Supplied material
· · · ·

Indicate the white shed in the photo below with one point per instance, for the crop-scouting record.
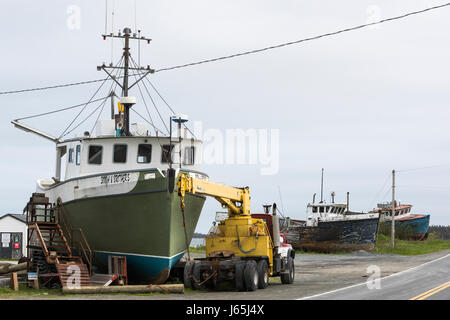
(13, 236)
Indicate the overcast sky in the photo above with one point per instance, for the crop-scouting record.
(358, 104)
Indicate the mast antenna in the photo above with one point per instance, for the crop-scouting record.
(127, 35)
(321, 188)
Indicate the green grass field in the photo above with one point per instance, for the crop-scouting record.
(410, 247)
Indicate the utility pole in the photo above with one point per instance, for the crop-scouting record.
(393, 211)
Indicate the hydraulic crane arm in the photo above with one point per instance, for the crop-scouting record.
(237, 200)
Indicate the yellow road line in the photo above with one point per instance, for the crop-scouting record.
(429, 293)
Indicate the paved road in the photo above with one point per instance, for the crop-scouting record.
(429, 281)
(318, 273)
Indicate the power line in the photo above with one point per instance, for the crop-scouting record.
(304, 40)
(251, 51)
(53, 87)
(60, 110)
(422, 168)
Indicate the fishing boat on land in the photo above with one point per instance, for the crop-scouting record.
(332, 227)
(408, 226)
(119, 184)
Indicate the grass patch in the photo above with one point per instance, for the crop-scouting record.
(319, 253)
(410, 247)
(6, 292)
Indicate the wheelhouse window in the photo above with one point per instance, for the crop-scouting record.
(120, 153)
(144, 153)
(95, 154)
(166, 153)
(189, 155)
(71, 155)
(78, 155)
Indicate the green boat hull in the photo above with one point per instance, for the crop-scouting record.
(145, 225)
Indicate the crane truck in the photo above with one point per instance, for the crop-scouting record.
(241, 248)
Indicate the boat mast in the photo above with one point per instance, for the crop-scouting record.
(127, 35)
(321, 188)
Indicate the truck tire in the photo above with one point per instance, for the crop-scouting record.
(239, 275)
(288, 278)
(263, 274)
(187, 275)
(251, 276)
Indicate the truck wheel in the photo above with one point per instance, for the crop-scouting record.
(196, 276)
(263, 274)
(288, 278)
(239, 275)
(187, 275)
(251, 276)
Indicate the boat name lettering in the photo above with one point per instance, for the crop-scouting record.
(115, 178)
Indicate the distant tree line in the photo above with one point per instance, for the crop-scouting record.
(442, 231)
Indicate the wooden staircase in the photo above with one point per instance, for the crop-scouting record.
(57, 249)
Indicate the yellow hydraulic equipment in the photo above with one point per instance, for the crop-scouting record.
(241, 247)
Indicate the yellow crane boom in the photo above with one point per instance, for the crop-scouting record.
(237, 200)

· · · ·

Work required
Without any pictures, repeat the listing exactly.

Answer for the task
Indicate the white shed in the photo below with one point per instance, for the crop-scouting record.
(13, 236)
Indicate the overcast sky in the photo above with one point per instance, for the crop-scouting record.
(358, 104)
Indicate the mast antenna in the photo above with one point per instance, for the crop-scouting record.
(127, 35)
(321, 188)
Indicate the green grass field in the photo above with one point per instance, for the crop-scouting record.
(410, 247)
Indicate the utility pole in the photo above with one point per instance, for the crop-scouting record.
(393, 211)
Indicate the hydraulic crane arm in the photo above with one point per instance, for the crop-scouting record.
(237, 200)
Indicate the yellow road line in the photo above with one point per instance, for the crop-scouting record.
(429, 293)
Indicate the paved road in the photo above with one point per instance, for the crop-scouting record.
(429, 281)
(318, 273)
Indicate the power line in the photo above with one point per instance, for the crop-scouting record.
(304, 40)
(251, 51)
(53, 87)
(60, 110)
(422, 168)
Indicate the fishing boat on land in the photo above with one point per instance, for the crop-scouting record.
(332, 227)
(408, 226)
(119, 184)
Indicate the grass patch in the photo above with one point per instance, for the crop-scouting record.
(319, 253)
(410, 247)
(6, 292)
Indicate the wheelhouse window in the photo above with one point per instance, for the crop-scouting record.
(120, 153)
(144, 153)
(95, 154)
(166, 153)
(189, 155)
(71, 155)
(78, 155)
Indicate the green boat hull in the photo above with one point per instance, for the crop-scouting record.
(145, 225)
Indicate the crane truck in the photo above with one point per instance, for the crop-scouting record.
(241, 248)
Indicate the boat mast in the photo above with one point per instance, for the crop-scouting record.
(127, 35)
(321, 188)
Indicate the truck tire in the photo above with one point per instance, for the crop-scouting record.
(239, 275)
(288, 278)
(263, 274)
(187, 275)
(251, 276)
Indicate the truck wheel in the photo above with one point per instance, for the crop-scouting record.
(196, 276)
(263, 274)
(288, 278)
(239, 275)
(187, 275)
(251, 276)
Indicate the boat name lettering in the photo above with one point per instance, for the crop-scouting record.
(115, 178)
Indicate the distant tree line in the photo above with one point per instance, for the crop-scouting record.
(442, 231)
Indicate the wooden staircase in the photo above with one point per instance, for the crop-scouting record.
(57, 249)
Indicate the yellow hydraulic equipment in the photo above with one point per instance, for the crop-scouting record.
(241, 247)
Indicate the yellow crane boom in the photo above with one point per instance, for the crop-scouting record.
(237, 200)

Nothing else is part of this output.